> Passage:

-.-.-

Valuation of excisable goods for purposes of charging of duty of excise.—
(1) Where under this
Act, the duty of excise is chargeable on any excisable goods with reference to
their value, then, on each removal of the goods, such value shall-- (a) in a case
where the goods are sold by the assessee, for delivery at the time and place of
the removal, the assessee and the buyer of goods are not related and the price
is the sole consideration for the sale, be the transaction value; 7 (b) in any
other case, including the case where the goods are not sold, be the value
determined in such manner as may be prescribed.
(2) ....................................................................
(3) For the purposes
of this section,-
(a) ............................................................
(b) persons shall be
deemed to be "related" if
(i) they are
inter-connected undertakings;
(ii) they are
relatives;
(iii) amongst them the
buyer is a relative and distributor of the assessee, or a sub-distributor of such
distributor; or
(iv) they are so associated
that they have interest, directly or indirectly, in the business of each other.
Explanation.-
In this clause-(i) "inter-connected
undertakings" shall have the meaning assigned to it in clause (g) of section
2 of the Monopolies and Restrictive Trade Practices Act, 1969 (64 of 1969); and
(ii) "relative" shall have the meaning assigned to it in clause (41)
of section 2 of the Companies Act, 1956 (1 of 1956); (c) ............................................................
(d) "transaction
value" means the price actually paid or payable for the goods, when sold,
and includes in addition to the amount charged as price, any amount that the
buyer is liable to pay to, or on behalf of, the assessee, by reason of, or in
connection with the sale, whether payable at the time of the sale or at any other
time, including, but not 8 limited to, any amount charged for, or to make
provision for, advertising or publicity, marketing and selling organization expenses,
storage, outward handling, servicing, warranty, commission or any other matter;
but does not include the amount of duty of excise, sales tax and other taxes,
if any, actually paid or actually payable on such goods."
The new Section 4 of
the Act, substituted w.e.f 1st July 2000, and material for our purpose, prescribes
that the value of excisable goods shall be the transaction value subject to
satisfying the conditions that: (i) the price must be the sole consideration;
(ii) the buyer must not be a related person and (iii) the goods must be sold by
the assessee for delivery at the time and place of removal.
The basic principle underlying
Section 4(1)(a) of the Act is the transaction value as defined in clause (d) of
sub-section 3 of Section 4 of the Act, which inter-alia, means the price
actually paid or payable for the goods when sold, provided the assessee and the
buyer of goods are not related. Clause (b) of sub-section (3) of Section 4 of
the Act, inter-alia, stipulates that person shall be deemed to be
"related" if they are so associated that they have interest, directly
or indirectly, in the business of each other. It is clear that if the assessee
and the buyer are related, valuation has to be under Section 4(1) (b) of the Act
read with the 2000 Rules. We may, however, note that conceptually there is no significant
change in the definition of "related person" in the new and repealed
Section 4 of the Act.
6.

-.-.-

> Challenge 1:
From the records, reproduce everything from the line containing "instance of wooden" down to the line containing "93,121,127,488", including both of those lines.

-.-.-

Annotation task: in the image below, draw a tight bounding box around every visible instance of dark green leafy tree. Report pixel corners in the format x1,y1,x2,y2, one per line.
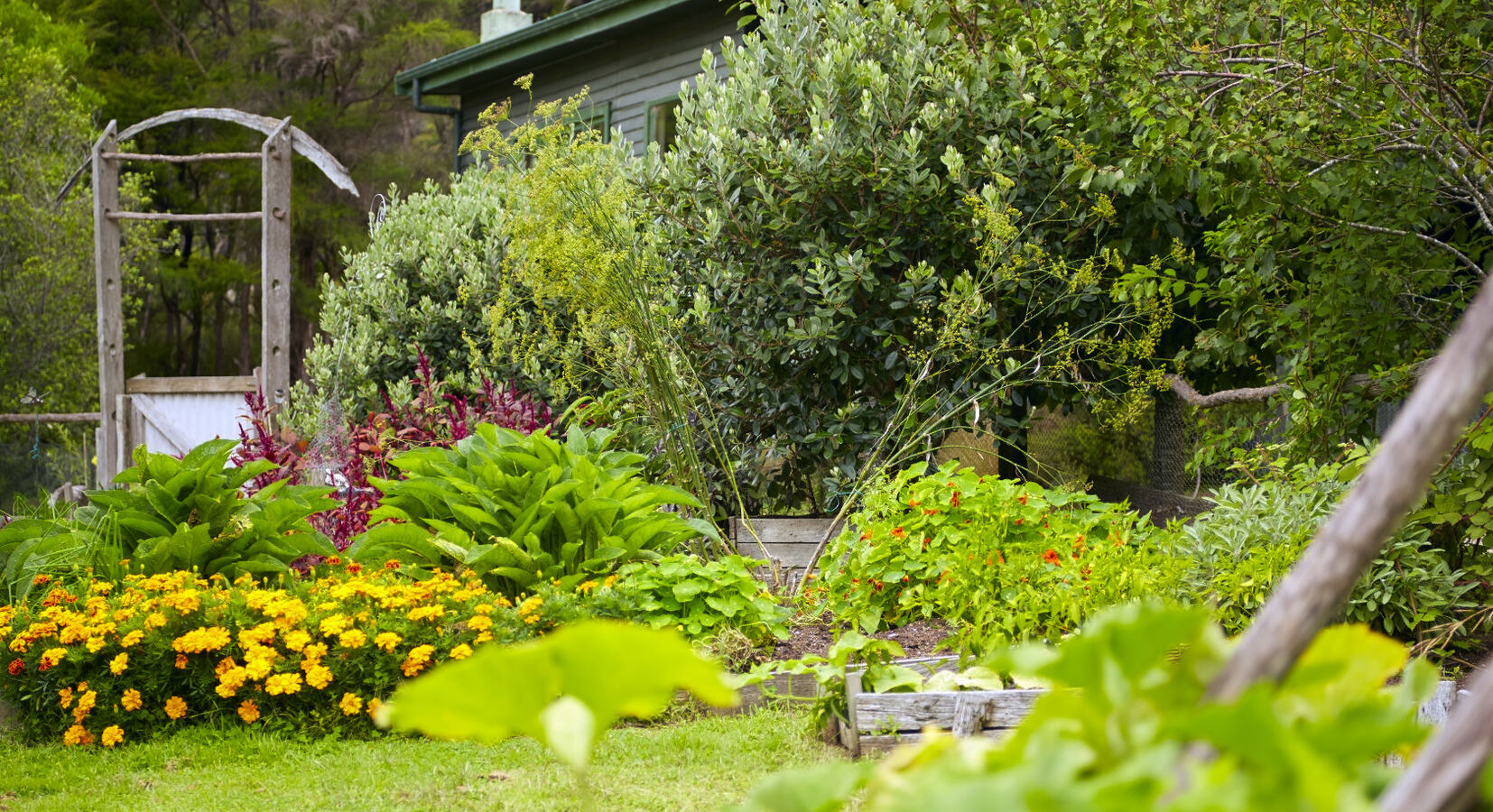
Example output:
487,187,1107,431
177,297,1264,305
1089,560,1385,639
642,0,1201,504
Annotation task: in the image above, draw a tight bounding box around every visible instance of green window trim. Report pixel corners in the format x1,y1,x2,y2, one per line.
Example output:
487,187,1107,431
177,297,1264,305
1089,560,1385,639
644,93,680,149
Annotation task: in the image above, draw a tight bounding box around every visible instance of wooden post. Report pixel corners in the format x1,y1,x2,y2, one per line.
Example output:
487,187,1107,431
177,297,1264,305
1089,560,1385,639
1208,274,1493,702
260,118,292,409
93,121,127,488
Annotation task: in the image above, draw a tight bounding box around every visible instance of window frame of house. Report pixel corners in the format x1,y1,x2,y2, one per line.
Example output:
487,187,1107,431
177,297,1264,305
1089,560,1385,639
573,102,612,143
644,93,680,151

-.-.-

> Challenge 2:
Write out everything in the excise valuation passage from "Valuation of excisable" down to "may be prescribed.", keeping each word as it appears there.

> Answer 1:
Annotation task: in the image above, draw a tight bounding box around every visible instance of wooden post. Report pixel corners in the format x1,y1,x2,y2, one per line.
Example output:
487,187,1107,431
177,297,1264,305
1089,560,1385,639
1208,274,1493,702
260,118,292,409
93,121,127,488

> Answer 2:
Valuation of excisable goods for purposes of charging of duty of excise.—
(1) Where under this
Act, the duty of excise is chargeable on any excisable goods with reference to
their value, then, on each removal of the goods, such value shall-- (a) in a case
where the goods are sold by the assessee, for delivery at the time and place of
the removal, the assessee and the buyer of goods are not related and the price
is the sole consideration for the sale, be the transaction value; 7 (b) in any
other case, including the case where the goods are not sold, be the value
determined in such manner as may be prescribed.